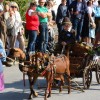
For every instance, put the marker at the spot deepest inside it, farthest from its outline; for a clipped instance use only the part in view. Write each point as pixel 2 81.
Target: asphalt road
pixel 14 88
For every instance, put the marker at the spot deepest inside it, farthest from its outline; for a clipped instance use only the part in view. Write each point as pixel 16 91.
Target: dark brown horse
pixel 56 69
pixel 41 65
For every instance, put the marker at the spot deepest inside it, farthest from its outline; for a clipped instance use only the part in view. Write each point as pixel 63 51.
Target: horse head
pixel 39 60
pixel 16 53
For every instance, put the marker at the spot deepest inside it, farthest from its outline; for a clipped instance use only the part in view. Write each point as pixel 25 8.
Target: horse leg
pixel 31 82
pixel 69 86
pixel 48 87
pixel 34 81
pixel 31 86
pixel 46 91
pixel 61 84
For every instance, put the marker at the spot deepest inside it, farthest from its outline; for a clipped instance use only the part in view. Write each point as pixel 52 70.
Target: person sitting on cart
pixel 68 36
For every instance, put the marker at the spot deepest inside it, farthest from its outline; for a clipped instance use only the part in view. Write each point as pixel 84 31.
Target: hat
pixel 13 4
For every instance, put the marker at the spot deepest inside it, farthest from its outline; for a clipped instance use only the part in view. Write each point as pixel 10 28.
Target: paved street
pixel 14 88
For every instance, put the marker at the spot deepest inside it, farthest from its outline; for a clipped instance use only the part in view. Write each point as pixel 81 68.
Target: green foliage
pixel 23 5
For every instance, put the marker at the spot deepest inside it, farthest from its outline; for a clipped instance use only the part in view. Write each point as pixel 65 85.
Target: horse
pixel 41 64
pixel 56 68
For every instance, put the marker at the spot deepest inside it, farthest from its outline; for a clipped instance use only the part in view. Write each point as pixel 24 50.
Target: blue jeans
pixel 32 34
pixel 43 36
pixel 77 26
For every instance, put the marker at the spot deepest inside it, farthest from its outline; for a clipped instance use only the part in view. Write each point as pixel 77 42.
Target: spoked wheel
pixel 98 73
pixel 87 78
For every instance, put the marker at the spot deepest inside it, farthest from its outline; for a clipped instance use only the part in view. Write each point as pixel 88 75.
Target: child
pixel 2 59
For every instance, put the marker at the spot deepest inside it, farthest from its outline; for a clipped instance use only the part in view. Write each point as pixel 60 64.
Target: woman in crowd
pixel 88 30
pixel 2 59
pixel 14 19
pixel 97 39
pixel 32 27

Problem description:
Only the line containing "pixel 77 42." and the lines after it, up to and including the last line of the data, should appear in the answer, exactly as written.

Response area:
For every instance, put the marker at the spot deepest inside it, farthest from its outline; for a clipped instance use only the part in view. Write each point as pixel 77 42.
Target: spoked wheel
pixel 98 73
pixel 87 78
For every instance, put the marker at the spot deepest inside it, farthest from its outline; for a clipped instance use only the part in view. Write each point as pixel 88 75.
Target: child
pixel 2 59
For every instance, put the marker at the spot deepest inside it, farthest from its outline; for a clipped instance use only the part in view. Write each point as pixel 60 64.
Target: woman in crowd
pixel 88 30
pixel 2 59
pixel 14 19
pixel 97 39
pixel 32 27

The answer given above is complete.